-- Data supplied follows --

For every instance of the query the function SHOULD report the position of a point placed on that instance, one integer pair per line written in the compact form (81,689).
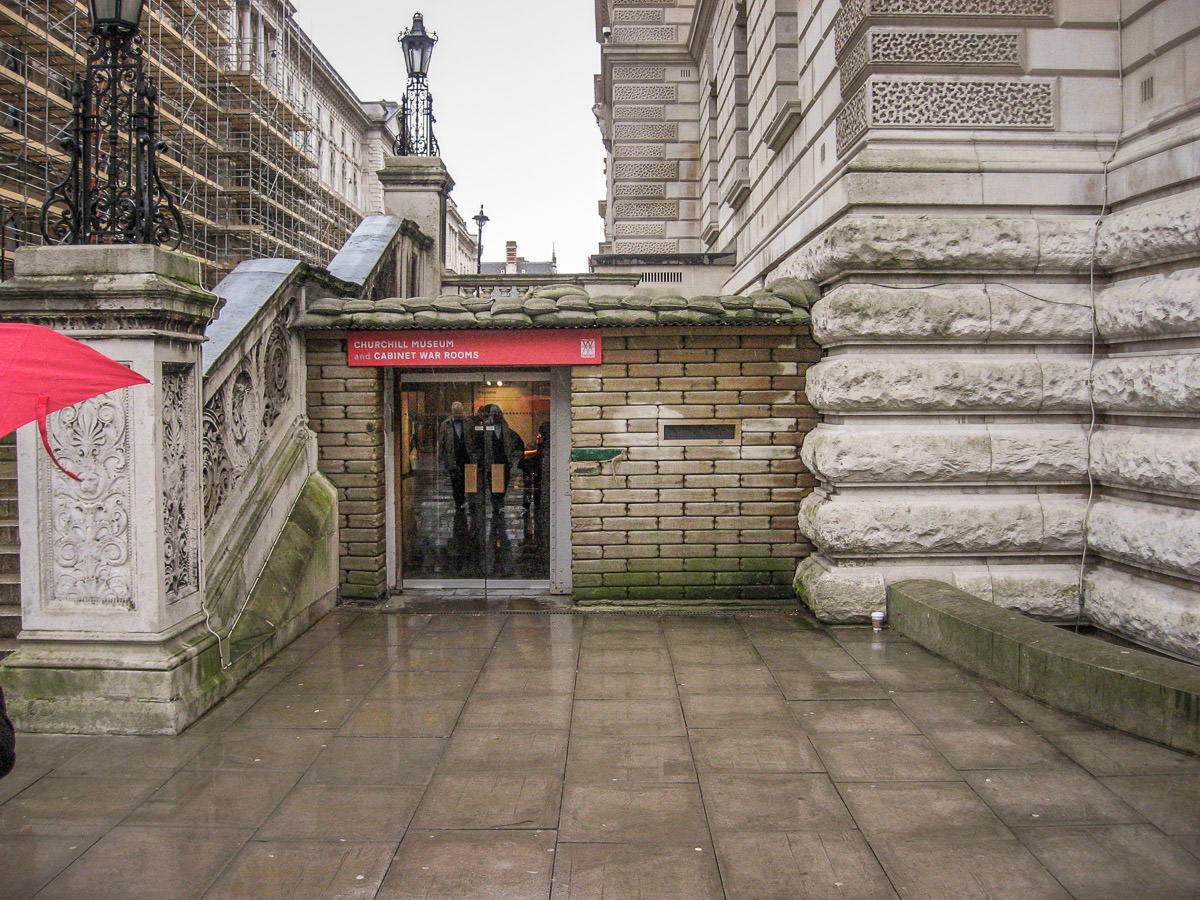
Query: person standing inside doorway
(453,453)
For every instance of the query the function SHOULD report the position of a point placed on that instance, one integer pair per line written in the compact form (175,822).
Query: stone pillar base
(851,593)
(126,688)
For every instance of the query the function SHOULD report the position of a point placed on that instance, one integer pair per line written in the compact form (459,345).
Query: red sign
(474,348)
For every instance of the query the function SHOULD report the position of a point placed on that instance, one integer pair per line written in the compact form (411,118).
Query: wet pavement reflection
(507,755)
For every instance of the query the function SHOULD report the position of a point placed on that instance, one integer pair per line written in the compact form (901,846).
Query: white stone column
(112,565)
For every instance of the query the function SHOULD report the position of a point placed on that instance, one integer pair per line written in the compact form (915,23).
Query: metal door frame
(559,378)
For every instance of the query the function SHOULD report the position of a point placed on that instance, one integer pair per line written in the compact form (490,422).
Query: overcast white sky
(511,84)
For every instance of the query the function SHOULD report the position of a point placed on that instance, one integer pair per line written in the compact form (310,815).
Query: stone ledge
(1150,696)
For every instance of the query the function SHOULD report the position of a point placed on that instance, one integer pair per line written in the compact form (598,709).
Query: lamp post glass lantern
(112,192)
(417,111)
(480,221)
(120,15)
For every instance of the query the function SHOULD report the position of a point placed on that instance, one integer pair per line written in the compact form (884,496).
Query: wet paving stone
(149,862)
(282,870)
(622,870)
(471,865)
(600,759)
(564,756)
(781,865)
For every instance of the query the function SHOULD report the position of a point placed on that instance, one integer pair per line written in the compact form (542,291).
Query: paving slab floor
(621,756)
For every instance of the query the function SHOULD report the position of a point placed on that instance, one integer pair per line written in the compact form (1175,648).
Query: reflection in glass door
(474,460)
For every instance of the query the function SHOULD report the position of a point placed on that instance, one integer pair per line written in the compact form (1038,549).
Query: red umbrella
(42,371)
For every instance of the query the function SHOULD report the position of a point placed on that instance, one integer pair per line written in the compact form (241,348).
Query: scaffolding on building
(241,150)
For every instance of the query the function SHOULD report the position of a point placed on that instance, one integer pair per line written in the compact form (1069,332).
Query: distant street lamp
(480,220)
(112,192)
(417,118)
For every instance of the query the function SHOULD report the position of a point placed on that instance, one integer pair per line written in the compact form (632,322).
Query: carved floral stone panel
(919,49)
(240,413)
(180,526)
(853,12)
(946,103)
(85,537)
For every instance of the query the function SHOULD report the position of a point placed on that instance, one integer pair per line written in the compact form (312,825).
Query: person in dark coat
(7,741)
(454,436)
(498,450)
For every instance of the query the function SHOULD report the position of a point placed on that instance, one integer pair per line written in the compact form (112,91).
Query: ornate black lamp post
(113,193)
(417,119)
(480,221)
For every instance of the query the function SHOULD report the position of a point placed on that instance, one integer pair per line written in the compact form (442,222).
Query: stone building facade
(997,201)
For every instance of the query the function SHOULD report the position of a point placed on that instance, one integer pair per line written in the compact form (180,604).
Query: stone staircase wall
(10,549)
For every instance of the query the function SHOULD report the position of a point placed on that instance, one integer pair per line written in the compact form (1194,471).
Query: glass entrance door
(473,478)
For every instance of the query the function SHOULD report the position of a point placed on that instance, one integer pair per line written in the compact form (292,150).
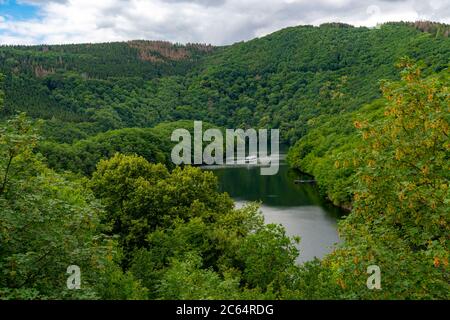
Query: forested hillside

-- Data supplied concluded --

Required work: Images stay out; the entries above are to be printed exactly.

Answer to this exercise:
For every instance of the query the function SHOULD report the position of a point placed on that instance, one integer pair per line written in the compact form (81,689).
Query: person standing inside doorway
(453,453)
For every instance of the query the function SHOULD report the position of a point placed on that instance, one integer pair per line written in the compact form (175,822).
Query: stone pillar base
(851,593)
(126,688)
For every instance of the query the function SHOULD report the position of a point placed on that instance, one integer pair per line written in the compact form (459,345).
Query: red sign
(474,348)
For every instance of the query the function SHOULD report the position of a point placed on that instance, one integer pair per line written in the compact form (411,118).
Query: wet pavement reflection
(507,755)
For every instance of the query the function SHOULD report the position of a point placed on that instance, one integer pair per line written in the compact form (901,846).
Query: white stone column
(112,565)
For every instance of the query the function SHOULD report the position of a point placed on that instance, one integer pair per line written in the compact form (915,23).
Query: metal door frame
(559,378)
For every instance of the query the function SHOULD report the position of a point placed on that instance, one integer pair per line written in the compact form (490,422).
Query: overcast white sky
(511,84)
For every instance of the query the function SHOULD report the position of a point placed on that instance, one integer pair per line written in the compact form (310,815).
Query: stone ledge
(1150,696)
For every instance of the query the function SHOULD report the position of a point placed on that instance, one integer pair per line written in the compact form (598,709).
Query: lamp post glass lantern
(112,192)
(417,111)
(480,221)
(120,15)
For every instance of the query the function SHOULD report the position of a point placed on that instance, one integer pair per line written in the compact form (884,496).
Query: wet paving stone
(149,862)
(282,870)
(622,870)
(471,865)
(600,759)
(564,756)
(781,865)
For every instance of the query the function SHOULD report the position of a point placed on that instance, one integer pair per line written in the compact form (542,291).
Query: paving slab floor
(621,756)
For every instance of the query the function SHOULD report the position of a point placed on that instance, one integer pair per line written in the compact form (1175,648).
Query: reflection in glass door
(474,460)
For every instance of the query the function SHOULD report the position of a point placed on that instance, one integer pair per line written in the compact form (1038,549).
Query: red umbrella
(42,371)
For every instance of the query the function SHOULD report the position of a point placed on that instance, one integer pair per line written in the compact form (241,348).
Query: scaffolding on building
(241,150)
For every instance of the query the function SHOULD report the position of a point placed on that instance, one integer pair per line written in the compact form (1069,332).
Query: distant street lamp
(480,220)
(112,192)
(417,118)
For every instance of the query the function SHOULD report the position of a point placed on that instance, one integer pair per line written in the compact form (632,322).
Query: carved floral stone panel
(919,49)
(240,413)
(180,526)
(853,12)
(946,103)
(85,537)
For every instance of the query the function SHOULD report the position of a point placed on that instance, one integer pair per line written in the compact form (312,825).
Query: person in dark coat
(7,741)
(454,436)
(498,450)
For every instance of the query the function SHOULD report the position of a point placed on that instance, one integer pair per line written in the compact form (112,91).
Query: ornate black lamp post
(113,193)
(417,119)
(480,221)
For every instance of the query the function SHOULD report the position of a point placed on that instance, one integer pair per line written in the compact form (442,222).
Query: stone building facade
(997,201)
For every instance of the query the function SHOULD report the position of a point placed on that instance, one integer pair per line written in the compact form (180,604).
Query: stone staircase wall
(10,549)
For every instance of the query the function SHOULD report the position of a point placed on that instance, one integer pair per line written in the compact form (1194,471).
Query: glass entrance door
(473,478)
For every instance of the query the function SHOULD report the position of a point placed on that instance, one integer pair per line written in the compact form (292,150).
Query: forested hillside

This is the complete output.